**Written problem**
Put every line of the items below into a numbered list, dropping the blank lines and leaving the pictures out.

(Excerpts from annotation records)
◇ ◇ ◇ ◇ ◇ ◇ ◇

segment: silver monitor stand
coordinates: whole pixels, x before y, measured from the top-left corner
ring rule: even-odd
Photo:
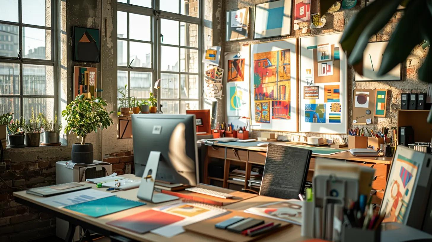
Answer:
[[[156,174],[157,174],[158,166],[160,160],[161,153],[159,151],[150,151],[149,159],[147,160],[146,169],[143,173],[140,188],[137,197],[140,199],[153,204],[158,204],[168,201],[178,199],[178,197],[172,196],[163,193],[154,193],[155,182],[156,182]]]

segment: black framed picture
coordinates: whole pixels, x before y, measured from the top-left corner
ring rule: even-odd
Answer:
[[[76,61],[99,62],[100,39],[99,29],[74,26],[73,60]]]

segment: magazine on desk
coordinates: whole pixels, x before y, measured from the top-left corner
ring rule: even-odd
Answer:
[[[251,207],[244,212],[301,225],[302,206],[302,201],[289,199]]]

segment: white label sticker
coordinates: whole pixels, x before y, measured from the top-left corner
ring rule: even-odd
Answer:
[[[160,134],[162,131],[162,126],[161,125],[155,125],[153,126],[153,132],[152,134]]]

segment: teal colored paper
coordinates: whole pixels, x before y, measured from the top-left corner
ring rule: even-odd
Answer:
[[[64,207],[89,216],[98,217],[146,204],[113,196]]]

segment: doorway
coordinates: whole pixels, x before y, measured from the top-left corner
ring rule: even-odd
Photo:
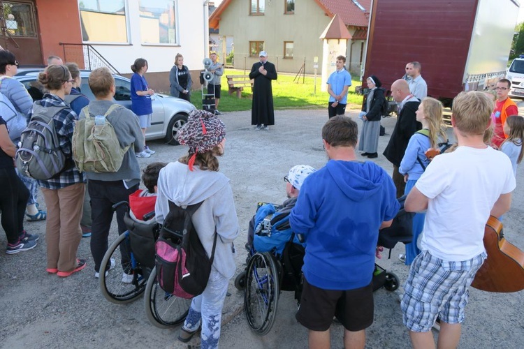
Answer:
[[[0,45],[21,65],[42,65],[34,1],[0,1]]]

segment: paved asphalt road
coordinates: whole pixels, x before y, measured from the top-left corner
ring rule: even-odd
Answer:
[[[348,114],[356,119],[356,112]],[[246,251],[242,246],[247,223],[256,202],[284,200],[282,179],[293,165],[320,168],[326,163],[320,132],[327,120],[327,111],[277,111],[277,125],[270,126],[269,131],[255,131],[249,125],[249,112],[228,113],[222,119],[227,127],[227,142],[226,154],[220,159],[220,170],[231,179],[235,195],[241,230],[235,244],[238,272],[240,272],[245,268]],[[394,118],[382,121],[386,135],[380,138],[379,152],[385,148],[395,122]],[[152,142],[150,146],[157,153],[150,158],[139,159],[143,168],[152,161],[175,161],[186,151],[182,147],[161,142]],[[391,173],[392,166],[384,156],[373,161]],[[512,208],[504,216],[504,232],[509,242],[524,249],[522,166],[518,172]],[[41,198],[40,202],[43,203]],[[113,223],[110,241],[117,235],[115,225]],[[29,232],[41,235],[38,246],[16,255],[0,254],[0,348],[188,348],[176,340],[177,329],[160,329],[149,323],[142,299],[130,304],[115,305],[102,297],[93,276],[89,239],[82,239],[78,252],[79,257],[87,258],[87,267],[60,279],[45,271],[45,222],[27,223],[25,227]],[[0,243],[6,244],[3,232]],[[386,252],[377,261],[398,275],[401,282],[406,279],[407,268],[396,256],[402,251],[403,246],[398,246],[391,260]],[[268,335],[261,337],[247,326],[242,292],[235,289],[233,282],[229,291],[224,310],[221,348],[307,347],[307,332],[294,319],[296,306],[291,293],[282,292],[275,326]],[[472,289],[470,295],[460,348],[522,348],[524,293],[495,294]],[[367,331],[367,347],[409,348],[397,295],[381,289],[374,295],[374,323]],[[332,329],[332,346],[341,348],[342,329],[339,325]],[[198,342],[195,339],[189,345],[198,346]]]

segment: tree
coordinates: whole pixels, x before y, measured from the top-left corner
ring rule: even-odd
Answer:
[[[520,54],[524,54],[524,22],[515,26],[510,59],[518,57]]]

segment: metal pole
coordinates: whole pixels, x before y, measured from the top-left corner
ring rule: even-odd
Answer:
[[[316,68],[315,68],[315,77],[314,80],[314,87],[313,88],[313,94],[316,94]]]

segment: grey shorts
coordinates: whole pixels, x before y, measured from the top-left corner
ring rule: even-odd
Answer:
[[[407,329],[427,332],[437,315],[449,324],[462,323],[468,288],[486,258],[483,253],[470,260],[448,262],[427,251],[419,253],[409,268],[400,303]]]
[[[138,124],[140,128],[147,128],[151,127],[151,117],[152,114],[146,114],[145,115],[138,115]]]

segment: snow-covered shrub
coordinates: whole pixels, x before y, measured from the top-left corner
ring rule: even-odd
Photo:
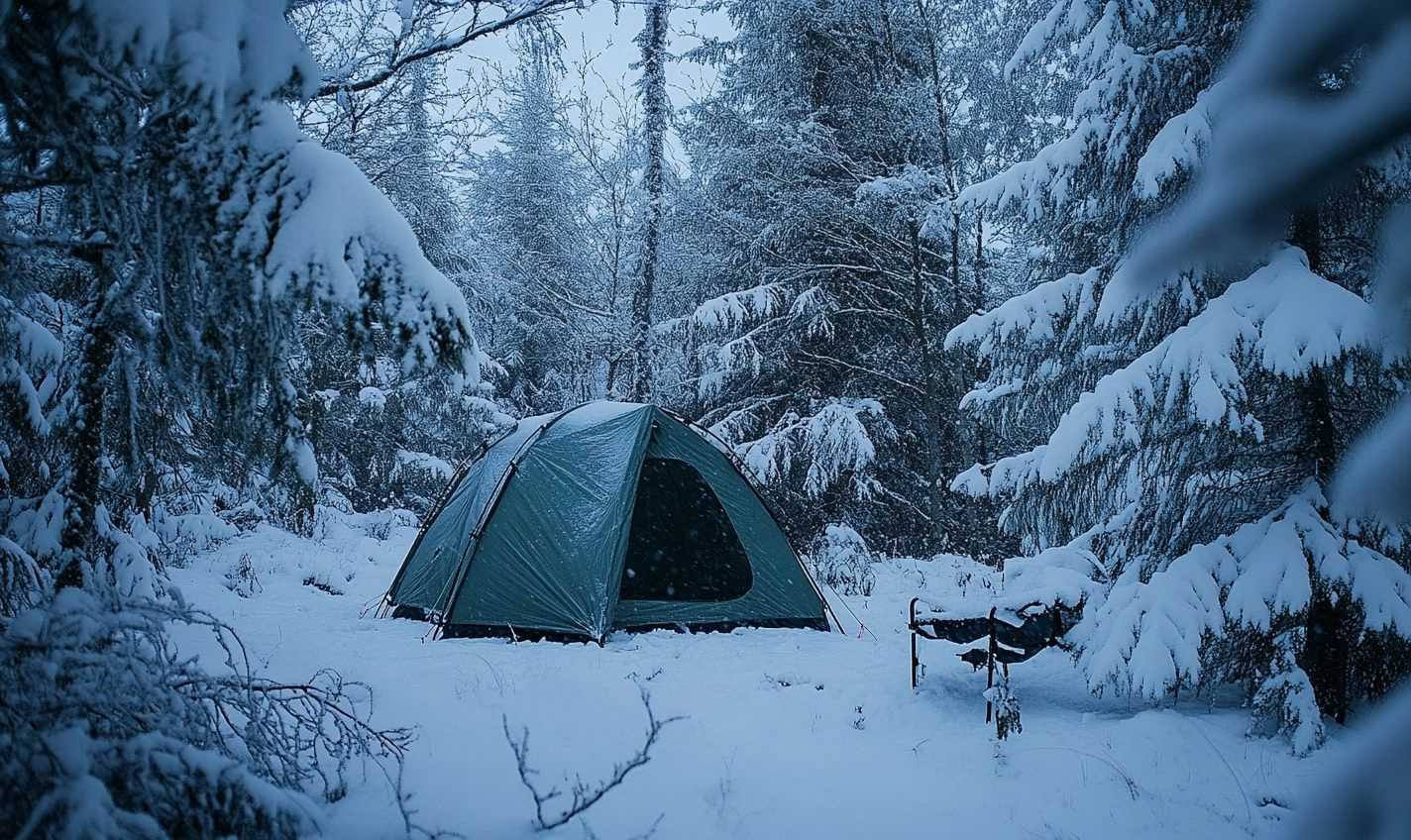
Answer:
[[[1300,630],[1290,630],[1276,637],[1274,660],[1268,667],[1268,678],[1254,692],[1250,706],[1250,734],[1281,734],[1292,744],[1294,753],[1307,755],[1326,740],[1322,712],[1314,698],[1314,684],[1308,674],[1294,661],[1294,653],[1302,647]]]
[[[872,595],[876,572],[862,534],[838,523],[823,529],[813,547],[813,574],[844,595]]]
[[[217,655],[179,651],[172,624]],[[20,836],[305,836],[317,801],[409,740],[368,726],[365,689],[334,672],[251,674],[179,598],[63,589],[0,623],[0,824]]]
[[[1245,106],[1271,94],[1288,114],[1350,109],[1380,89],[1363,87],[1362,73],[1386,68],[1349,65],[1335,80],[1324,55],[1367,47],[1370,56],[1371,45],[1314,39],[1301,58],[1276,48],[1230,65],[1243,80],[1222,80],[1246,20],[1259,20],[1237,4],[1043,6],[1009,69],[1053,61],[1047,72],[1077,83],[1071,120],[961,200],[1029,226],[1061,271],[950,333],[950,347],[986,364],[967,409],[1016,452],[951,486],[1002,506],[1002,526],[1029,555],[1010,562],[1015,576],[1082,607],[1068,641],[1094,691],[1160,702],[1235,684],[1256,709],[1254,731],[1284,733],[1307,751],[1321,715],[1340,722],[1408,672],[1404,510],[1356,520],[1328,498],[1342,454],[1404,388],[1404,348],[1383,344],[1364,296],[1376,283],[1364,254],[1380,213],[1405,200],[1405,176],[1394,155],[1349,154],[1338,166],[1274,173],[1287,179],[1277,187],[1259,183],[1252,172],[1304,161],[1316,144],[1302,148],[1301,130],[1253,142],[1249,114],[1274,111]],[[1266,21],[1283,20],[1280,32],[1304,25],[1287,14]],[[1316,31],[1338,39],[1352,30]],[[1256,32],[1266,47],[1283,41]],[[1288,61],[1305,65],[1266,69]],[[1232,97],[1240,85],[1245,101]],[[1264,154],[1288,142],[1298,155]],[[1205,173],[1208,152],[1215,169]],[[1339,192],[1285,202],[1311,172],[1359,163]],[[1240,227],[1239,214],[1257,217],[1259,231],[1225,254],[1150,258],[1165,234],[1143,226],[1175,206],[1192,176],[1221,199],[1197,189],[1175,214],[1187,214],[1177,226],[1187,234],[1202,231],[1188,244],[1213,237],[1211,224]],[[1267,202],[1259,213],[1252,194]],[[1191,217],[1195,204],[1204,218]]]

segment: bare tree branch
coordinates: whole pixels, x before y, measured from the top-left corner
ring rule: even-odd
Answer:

◇ ◇ ◇ ◇ ◇ ◇ ◇

**Problem solution**
1. segment: silver monitor stand
2. coordinates: whole pixels, x before y, measured from the top-left corner
3. ring rule: even-odd
4. Photo:
5. Answer:
6. [[[156,174],[157,174],[158,166],[160,160],[161,153],[159,151],[150,151],[149,159],[147,160],[146,169],[143,173],[140,188],[137,197],[140,199],[153,204],[158,204],[168,201],[178,199],[178,197],[172,196],[163,193],[154,193],[155,182],[156,182]]]
7. segment: black framed picture
8. coordinates: whole pixels, x before y, measured from the top-left corner
9. ring rule: even-odd
10. Answer:
11. [[[76,61],[99,62],[100,39],[99,29],[74,26],[73,60]]]
12. segment: magazine on desk
13. coordinates: whole pixels, x before y, measured from the top-left corner
14. ring rule: even-odd
15. Answer:
16. [[[251,207],[244,212],[301,225],[302,206],[302,201],[289,199]]]
17. segment: white label sticker
18. coordinates: whole pixels, x before y, measured from the top-left corner
19. ring rule: even-odd
20. Answer:
21. [[[160,134],[162,131],[162,126],[161,125],[155,125],[153,126],[153,132],[152,134]]]
22. segment: teal colored paper
23. coordinates: whole pixels, x before y, measured from the top-left corner
24. ring rule: even-odd
25. Answer:
26. [[[64,207],[89,216],[98,217],[146,204],[113,196]]]
27. segment: doorway
28. coordinates: whole pixels, x before y, measured from the top-left corner
29. ring rule: even-odd
30. Photo:
31. Answer:
32. [[[0,45],[21,65],[42,65],[34,1],[0,1]]]
33. segment: paved asphalt road
34. coordinates: whole pixels, x before y, measured from the top-left corner
35. ring rule: even-odd
36. Answer:
37. [[[348,114],[356,119],[356,112]],[[246,251],[242,246],[247,223],[256,202],[284,200],[282,179],[293,165],[320,168],[326,163],[320,132],[327,120],[327,111],[277,111],[277,125],[270,126],[269,131],[255,131],[249,125],[249,112],[228,113],[222,119],[227,127],[227,142],[226,154],[220,159],[220,170],[231,179],[235,195],[241,230],[235,244],[238,272],[240,272],[245,268]],[[394,118],[382,121],[386,135],[380,138],[379,152],[385,148],[395,122]],[[152,142],[150,146],[157,153],[150,158],[139,159],[143,168],[152,161],[175,161],[186,151],[182,147],[161,142]],[[391,173],[392,166],[384,156],[373,161]],[[512,208],[504,216],[504,232],[509,242],[524,249],[522,166],[518,172]],[[41,198],[40,202],[43,203]],[[113,223],[110,241],[117,235],[115,225]],[[29,232],[41,235],[38,246],[16,255],[0,254],[0,348],[188,348],[176,340],[177,329],[160,329],[149,323],[142,299],[130,304],[115,305],[102,297],[93,276],[89,239],[82,239],[78,252],[79,257],[87,258],[87,267],[60,279],[45,271],[45,222],[27,223],[25,227]],[[0,243],[6,244],[3,232]],[[386,252],[377,261],[398,275],[401,282],[406,279],[407,268],[396,256],[402,251],[403,246],[398,246],[391,260]],[[268,335],[261,337],[247,326],[242,292],[235,289],[233,282],[229,291],[224,310],[221,348],[307,347],[307,332],[294,319],[296,306],[291,293],[282,292],[275,326]],[[472,289],[470,295],[460,348],[522,348],[524,293],[495,294]],[[367,331],[367,347],[409,348],[397,295],[381,289],[374,295],[374,323]],[[332,329],[332,346],[341,348],[342,329],[339,325]],[[198,342],[195,339],[189,345],[198,346]]]
38. segment: tree
39. coordinates: whole pixels, x before y, measured from the top-left corner
40. ring rule: even-odd
41. Answer:
42. [[[520,54],[524,54],[524,22],[515,26],[510,59],[518,57]]]
43. segment: metal pole
44. coordinates: whole pixels, x before y, measured from the top-left corner
45. ring rule: even-odd
46. Answer:
47. [[[316,68],[315,68],[315,77],[314,80],[314,87],[313,88],[313,94],[316,94]]]
48. segment: grey shorts
49. coordinates: whole pixels, x before y, measured from the top-left corner
50. ring rule: even-odd
51. Answer:
52. [[[407,329],[427,332],[437,315],[449,324],[462,323],[468,288],[486,258],[483,253],[470,260],[448,262],[427,251],[419,253],[409,268],[400,303]]]
53. [[[138,124],[140,128],[147,128],[151,127],[151,117],[152,114],[146,114],[145,115],[138,115]]]
54. segment: snow-covered shrub
55. coordinates: whole pixels, x before y, measured from the top-left corner
56. ring rule: even-odd
57. Photo:
58. Answer:
59. [[[1300,630],[1290,630],[1276,637],[1274,660],[1268,667],[1268,678],[1254,692],[1250,706],[1250,734],[1281,734],[1292,744],[1294,753],[1307,755],[1326,740],[1322,712],[1314,698],[1314,684],[1308,674],[1294,661],[1294,653],[1302,647]]]
60. [[[872,595],[876,572],[862,534],[838,523],[823,529],[813,547],[813,574],[844,595]]]
61. [[[217,655],[179,651],[172,624]],[[20,836],[305,836],[317,801],[409,740],[368,726],[365,689],[334,672],[251,674],[179,598],[63,589],[0,623],[0,824]]]
62. [[[1245,106],[1271,94],[1288,114],[1350,109],[1380,89],[1363,87],[1362,73],[1386,68],[1349,65],[1335,80],[1324,55],[1367,47],[1370,56],[1371,45],[1314,39],[1301,58],[1276,48],[1230,65],[1243,80],[1222,80],[1246,20],[1259,20],[1237,4],[1043,6],[1009,69],[1053,61],[1047,72],[1077,83],[1071,120],[961,200],[1029,226],[1061,271],[950,333],[950,347],[986,364],[967,409],[1016,452],[951,486],[1002,506],[1002,526],[1029,555],[1010,562],[1015,576],[1082,607],[1068,641],[1094,691],[1160,702],[1235,684],[1256,709],[1254,731],[1284,733],[1307,751],[1321,715],[1340,722],[1408,672],[1404,510],[1356,520],[1328,498],[1342,454],[1404,388],[1404,348],[1383,344],[1364,296],[1376,283],[1364,254],[1380,213],[1405,200],[1405,176],[1394,155],[1349,154],[1338,166],[1274,173],[1287,179],[1277,187],[1259,183],[1252,172],[1304,161],[1316,144],[1302,148],[1301,130],[1253,142],[1249,114],[1274,111]],[[1266,21],[1283,20],[1280,32],[1304,25],[1287,14]],[[1316,31],[1338,39],[1352,30]],[[1256,32],[1266,47],[1283,41]],[[1288,61],[1305,65],[1266,69]],[[1232,97],[1240,85],[1245,101]],[[1264,154],[1288,142],[1298,155]],[[1205,173],[1208,152],[1215,169]],[[1339,192],[1285,202],[1311,172],[1359,163]],[[1240,227],[1239,214],[1257,217],[1259,231],[1225,254],[1150,258],[1165,234],[1143,226],[1175,206],[1192,176],[1221,199],[1197,189],[1175,214],[1187,214],[1177,226],[1187,234],[1202,231],[1188,244],[1213,237],[1211,224]],[[1267,202],[1259,213],[1252,194]],[[1191,217],[1195,204],[1204,218]]]
63. segment: bare tree branch
64. coordinates: whole pixels, x before y, measured from the top-left corner
65. ring rule: even-odd
66. Answer:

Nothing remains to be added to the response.